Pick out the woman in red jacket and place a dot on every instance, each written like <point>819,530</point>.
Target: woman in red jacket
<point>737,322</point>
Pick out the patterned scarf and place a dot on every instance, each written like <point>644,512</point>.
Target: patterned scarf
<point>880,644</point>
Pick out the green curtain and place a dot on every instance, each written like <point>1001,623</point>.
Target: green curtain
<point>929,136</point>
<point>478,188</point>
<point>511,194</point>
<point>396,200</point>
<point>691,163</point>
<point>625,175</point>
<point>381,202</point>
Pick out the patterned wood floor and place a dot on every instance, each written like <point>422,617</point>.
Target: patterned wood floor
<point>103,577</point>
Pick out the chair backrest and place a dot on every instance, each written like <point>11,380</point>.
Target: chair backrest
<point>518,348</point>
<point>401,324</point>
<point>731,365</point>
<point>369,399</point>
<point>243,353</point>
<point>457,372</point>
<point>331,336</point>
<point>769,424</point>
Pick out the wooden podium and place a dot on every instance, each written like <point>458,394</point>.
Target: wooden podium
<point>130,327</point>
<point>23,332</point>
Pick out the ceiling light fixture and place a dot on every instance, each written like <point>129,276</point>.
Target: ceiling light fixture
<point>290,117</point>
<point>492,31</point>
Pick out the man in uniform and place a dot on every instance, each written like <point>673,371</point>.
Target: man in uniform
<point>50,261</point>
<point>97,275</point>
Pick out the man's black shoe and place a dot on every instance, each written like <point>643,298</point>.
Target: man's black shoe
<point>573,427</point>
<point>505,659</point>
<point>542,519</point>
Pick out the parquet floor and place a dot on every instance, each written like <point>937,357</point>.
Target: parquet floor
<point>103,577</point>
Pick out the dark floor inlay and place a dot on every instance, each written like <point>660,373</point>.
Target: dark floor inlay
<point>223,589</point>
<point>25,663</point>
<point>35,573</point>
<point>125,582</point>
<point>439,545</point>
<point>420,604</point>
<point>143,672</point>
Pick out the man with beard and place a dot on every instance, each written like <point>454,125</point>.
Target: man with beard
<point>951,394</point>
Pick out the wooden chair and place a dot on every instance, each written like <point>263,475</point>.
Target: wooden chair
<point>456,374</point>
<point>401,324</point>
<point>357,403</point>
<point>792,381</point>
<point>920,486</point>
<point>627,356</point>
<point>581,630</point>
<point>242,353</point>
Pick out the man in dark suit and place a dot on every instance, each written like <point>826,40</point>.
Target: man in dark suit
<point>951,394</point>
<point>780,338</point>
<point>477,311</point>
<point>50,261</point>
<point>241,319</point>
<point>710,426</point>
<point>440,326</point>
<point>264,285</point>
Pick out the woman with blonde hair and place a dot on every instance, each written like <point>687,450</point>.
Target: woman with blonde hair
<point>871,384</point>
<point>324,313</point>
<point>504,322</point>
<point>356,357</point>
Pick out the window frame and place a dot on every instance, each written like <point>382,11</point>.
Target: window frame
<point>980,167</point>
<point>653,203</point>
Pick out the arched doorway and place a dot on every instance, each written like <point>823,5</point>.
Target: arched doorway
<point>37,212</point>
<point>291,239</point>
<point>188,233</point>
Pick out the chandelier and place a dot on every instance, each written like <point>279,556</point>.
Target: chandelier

## EXERCISE INSTRUCTIONS
Nothing should be dropped or changed, so repeat all of the entries exactly.

## EXERCISE RESPONSE
Pick out the woman in red jacket and place a dot on every instance, each written like <point>819,530</point>.
Target: woman in red jacket
<point>737,322</point>
Pick out the patterned scarf and place a dot on every instance, each written like <point>644,512</point>.
Target: patterned scarf
<point>880,644</point>
Pick out the green curtain and place a dot on every instance, each written like <point>1001,623</point>.
Target: green curtain
<point>929,136</point>
<point>478,188</point>
<point>511,194</point>
<point>396,200</point>
<point>691,163</point>
<point>625,175</point>
<point>381,202</point>
Pick out the patterned wood floor and place a dot on every instance, each written like <point>422,617</point>.
Target: patterned wood floor
<point>103,577</point>
Pick out the chair backrest and place a dot on every instance, each written like <point>11,380</point>.
Target: chair backrest
<point>518,348</point>
<point>401,324</point>
<point>731,365</point>
<point>369,399</point>
<point>243,353</point>
<point>457,372</point>
<point>331,336</point>
<point>769,424</point>
Pick out the wooden podium and place a dot on every instance, each written like <point>458,394</point>.
Target: wooden podium
<point>130,327</point>
<point>23,332</point>
Pick out the ceiling light fixture and place a dot on every instance, each written like <point>129,276</point>.
Target: ceiling light fixture
<point>290,117</point>
<point>492,31</point>
Pick out the man in uniform and place a dot on every instance, each written like <point>673,371</point>.
Target: man in uniform
<point>50,261</point>
<point>97,275</point>
Pick out the man's black shoe and place a dot on every instance, each written like <point>643,298</point>.
Target: man's black shoe
<point>573,427</point>
<point>505,659</point>
<point>542,519</point>
Pick out the parquet floor and place a dot on every instance, each written like <point>937,357</point>.
Target: parquet floor
<point>103,577</point>
Pick out the dark floor inlay and place a dot on every instance, each written like <point>660,373</point>.
Target: dark floor inlay
<point>223,589</point>
<point>25,663</point>
<point>35,573</point>
<point>125,582</point>
<point>439,545</point>
<point>420,604</point>
<point>143,672</point>
Pick out the man with beard and place a dot on every instance, each written like <point>454,125</point>.
Target: man with beard
<point>951,394</point>
Pick out the wooden chair and place a dot on every instance, each written like <point>263,475</point>.
Target: wooden chair
<point>456,374</point>
<point>401,324</point>
<point>357,403</point>
<point>792,381</point>
<point>920,486</point>
<point>627,356</point>
<point>581,630</point>
<point>242,353</point>
Pick out the man in dark suit and place a dot on every instance, each written like <point>826,40</point>.
Target: man in dark suit
<point>951,394</point>
<point>780,338</point>
<point>477,311</point>
<point>50,261</point>
<point>241,319</point>
<point>710,426</point>
<point>440,326</point>
<point>264,285</point>
Pick out the woman with blonde hair and place a dot on every instance, each written like <point>687,450</point>.
Target: woman with blonde hair
<point>871,384</point>
<point>324,313</point>
<point>504,322</point>
<point>356,357</point>
Pick out the window frame and place a dot on every instance, each written like <point>382,11</point>.
Target: window frame
<point>980,167</point>
<point>653,203</point>
Pick out the arched doorway and place a dot on every instance, each written like <point>823,5</point>.
Target: arched doorway
<point>37,212</point>
<point>291,239</point>
<point>188,233</point>
Pick out the chandelier and place a dot on every instance, each written like <point>279,556</point>.
Target: chandelier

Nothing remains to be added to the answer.